■ **What to do**: Exactly reproduce the lines from the line that has "of the dresser" down to the last line of the entries, inclusive.

■ **Records to process**:
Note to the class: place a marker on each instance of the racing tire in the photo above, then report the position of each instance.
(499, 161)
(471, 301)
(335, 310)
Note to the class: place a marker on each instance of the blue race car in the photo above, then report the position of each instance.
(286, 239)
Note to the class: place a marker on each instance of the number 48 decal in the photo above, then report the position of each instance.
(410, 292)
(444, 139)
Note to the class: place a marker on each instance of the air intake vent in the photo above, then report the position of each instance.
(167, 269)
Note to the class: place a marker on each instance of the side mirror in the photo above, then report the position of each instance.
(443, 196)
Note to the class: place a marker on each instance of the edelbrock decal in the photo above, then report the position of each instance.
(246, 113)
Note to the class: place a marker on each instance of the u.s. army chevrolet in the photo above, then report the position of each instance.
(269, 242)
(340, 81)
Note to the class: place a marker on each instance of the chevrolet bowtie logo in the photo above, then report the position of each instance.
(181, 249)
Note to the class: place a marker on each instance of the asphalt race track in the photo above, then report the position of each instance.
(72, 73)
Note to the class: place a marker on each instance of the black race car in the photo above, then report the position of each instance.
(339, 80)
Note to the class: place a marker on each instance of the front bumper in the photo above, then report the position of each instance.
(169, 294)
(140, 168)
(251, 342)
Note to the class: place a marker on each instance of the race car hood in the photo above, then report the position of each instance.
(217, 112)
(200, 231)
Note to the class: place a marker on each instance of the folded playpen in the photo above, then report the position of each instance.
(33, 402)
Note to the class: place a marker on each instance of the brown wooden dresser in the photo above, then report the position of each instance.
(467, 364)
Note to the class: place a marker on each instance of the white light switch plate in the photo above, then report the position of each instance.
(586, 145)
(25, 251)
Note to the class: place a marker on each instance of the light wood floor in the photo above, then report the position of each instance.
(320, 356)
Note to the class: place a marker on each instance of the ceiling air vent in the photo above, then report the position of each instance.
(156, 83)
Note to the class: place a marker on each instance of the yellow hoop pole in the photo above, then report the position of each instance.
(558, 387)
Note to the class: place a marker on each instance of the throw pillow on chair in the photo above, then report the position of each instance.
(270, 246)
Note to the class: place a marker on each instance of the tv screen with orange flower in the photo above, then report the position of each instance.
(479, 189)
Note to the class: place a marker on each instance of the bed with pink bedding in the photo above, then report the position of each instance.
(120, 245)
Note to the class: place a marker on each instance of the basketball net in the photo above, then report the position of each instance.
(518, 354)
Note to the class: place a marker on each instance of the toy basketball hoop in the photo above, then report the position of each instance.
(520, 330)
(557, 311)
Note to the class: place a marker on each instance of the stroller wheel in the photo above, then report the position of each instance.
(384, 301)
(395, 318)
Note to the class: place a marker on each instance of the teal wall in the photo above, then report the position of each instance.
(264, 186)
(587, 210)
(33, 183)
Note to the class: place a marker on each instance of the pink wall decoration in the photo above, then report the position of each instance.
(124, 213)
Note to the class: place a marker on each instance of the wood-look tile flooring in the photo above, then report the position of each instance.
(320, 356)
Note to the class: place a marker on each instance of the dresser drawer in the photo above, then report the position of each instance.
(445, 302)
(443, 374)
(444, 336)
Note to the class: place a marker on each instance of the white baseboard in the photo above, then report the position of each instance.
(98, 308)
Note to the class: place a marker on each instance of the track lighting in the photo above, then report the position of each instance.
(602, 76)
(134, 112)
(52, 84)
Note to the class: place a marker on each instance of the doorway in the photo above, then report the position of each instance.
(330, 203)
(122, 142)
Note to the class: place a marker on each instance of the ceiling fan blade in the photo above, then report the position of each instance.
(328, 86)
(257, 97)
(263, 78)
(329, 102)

■ **Exercise response**:
Note to the class: place a marker on each instance of the dresser drawer in the photo above, then report the position of each instance.
(445, 302)
(443, 374)
(444, 336)
Note to the class: place a marker on each instance of the white baseboard in the photo above, then report the position of each instance.
(98, 308)
Note to the class: place a marker on each instance of the track lighting in the photo above, then report the position of each instance.
(602, 76)
(134, 112)
(52, 84)
Note to the class: place a marker on each instance of the doorway in the photo above, then report the position of each instance.
(330, 203)
(122, 142)
Note to the class: place a marker on each instance of the ceiling fan blade in the photo above, then report the position of each instance.
(328, 86)
(257, 97)
(263, 78)
(329, 102)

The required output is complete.